● **Задание A**
Ответьте по тексту о Горьком на вопросы:
(i) Кто, по словам текста, скорее забунтует в России, Бабушка или Дедушка?
(ii) Как называется статья Горького, написанная почти одновременно с «Детством»?
(iii) Что, согласно статье, господствует на Западе?
● **Задание B**
Перепишите слово в слово отрывок текста о Горьком от слов «У России две» до слов «Западу — научной истине.» включительно.
● **Задание C**
Перечислите всех писателей, которых текст о Горьком называет по фамилии.

● **Текст для чтения**
☆ ☆ ☆ ☆

Бабушка—«еретица», «вольница» на словах, в созерцании, а на деле ей «заказано терпеть». Дедушка пока что «православен» и «самодержавен». И тоже терпит, потому что руки коротки, чтоб сдачи дать; но когда вырастут — не стерпит. И если вообще кто-нибудь забунтует в России, то, уж конечно, не Бабушка, а Дедушка.

«Ты за бабушку крепко держись», — советует кто-то Алеше. Горький исполнил этот совет: крепко за Бабушку держится, но, может быть, еще крепче — за Дедушку. И если вошел в огонь железом, а вышел сталью, то благодаря не Бабушке, а Дедушке.

Бабушкину правду — «Святую Русь» — понять легко: она сияет, лучезарная; правду дедушкину — Русь не святую — понять трудно: она сквозь облик звериный чуть светится. Ни Толстой, ни Достоевский не поняли ее, потому что смотрели на нее со стороны, извне; Горький понял, потому что увидел ее изнутри.

IV

О двух душах России говорит «Детство». О том же говорит статья, не случайно написанная Горьким почти одновременно с «Детством», так и озаглавленная: «Две души».

У России две души — азиатская, восточная, и европейская, западная. На Востоке господствует религия, на Западе — наука. Религия утверждает то, чего нет (бытие Божие, загробную жизнь и прочие «суеверия», «фантазии»); религия — ложь. Наука утверждает то, что есть («законы природы»); наука — истина. Россия гибнет или находится на краю гибели, потому что колеблется между двумя душами — восточной и западной. Чтобы спастись, надо перестать колебаться, надо сделать выбор: отречься от Востока, от религиозной лжи, и предаться Западу — научной истине.

☆ ☆ ☆ ☆

● **Исходные данные**
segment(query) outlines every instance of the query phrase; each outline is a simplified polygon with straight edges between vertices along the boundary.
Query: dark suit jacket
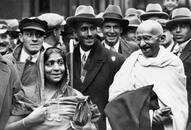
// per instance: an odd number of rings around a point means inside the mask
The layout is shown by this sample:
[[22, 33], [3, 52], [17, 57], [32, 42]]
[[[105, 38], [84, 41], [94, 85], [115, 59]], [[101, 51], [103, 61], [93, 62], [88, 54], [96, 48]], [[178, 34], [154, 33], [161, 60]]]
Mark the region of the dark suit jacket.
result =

☆ ☆ ☆ ☆

● **Ответ A**
(i) Дедушка.
(ii) «Две души».
(iii) Наука.

● **Ответ B**
У России две души — азиатская, восточная, и европейская, западная. На Востоке господствует религия, на Западе — наука. Религия утверждает то, чего нет (бытие Божие, загробную жизнь и прочие «суеверия», «фантазии»); религия — ложь. Наука утверждает то, что есть («законы природы»); наука — истина. Россия гибнет или находится на краю гибели, потому что колеблется между двумя душами — восточной и западной. Чтобы спастись, надо перестать колебаться, надо сделать выбор: отречься от Востока, от религиозной лжи, и предаться Западу — научной истине.

● **Ответ C**
Горький, Толстой, Достоевский.